__Task prompt__. Print the following passage on how the N.Y.A. work program would operate at Harvard word for word and in full.

N.Y.A AT HARVARD
Part II presents an analysis of how N.Y.A. would work at Harvard.
Since the mechanics of N.Y.A. administration are to be determined by the College and since the methods of application vary from institution, it is impossible to state exactly what the Work Program would consist of at Harvard. However, using the experiences of other colleges as a standard of judgement, it is possible to predict a composite picture of N.Y.A. in the Yard.
All jobs would be classed under two general headings, college work and graduate work. The former, since it is relatively unskilled, is rewarded with a lower minimum, maximum, and average wage than the latter, both per hour anl per month. A student in the College would earn something over $13 a month on the average at from $30 to $50 an hour.
The graduate student, with his higher theoretical marginal efficiency, would receive an average of $21 a month, although it is possible for him to make up to $30 in certain types of skilled, specialized jobs such as assisting in laboratories.

__Recorded information__.

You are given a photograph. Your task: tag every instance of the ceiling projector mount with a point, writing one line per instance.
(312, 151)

__Response box__.
N.Y.A AT HARVARD
Part II presents an analysis of how N.Y.A. would work at Harvard.
Since the mechanics of N.Y.A. administration are to be determined by the College and since the methods of application vary from institution, it is impossible to state exactly what the Work Program would consist of at Harvard. However, using the experiences of other colleges as a standard of judgement, it is possible to predict a composite picture of N.Y.A. in the Yard.
All jobs would be classed under two general headings, college work and graduate work. The former, since it is relatively unskilled, is rewarded with a lower minimum, maximum, and average wage than the latter, both per hour anl per month. A student in the College would earn something over $13 a month on the average at from $30 to $50 an hour.
The graduate student, with his higher theoretical marginal efficiency, would receive an average of $21 a month, although it is possible for him to make up to $30 in certain types of skilled, specialized jobs such as assisting in laboratories.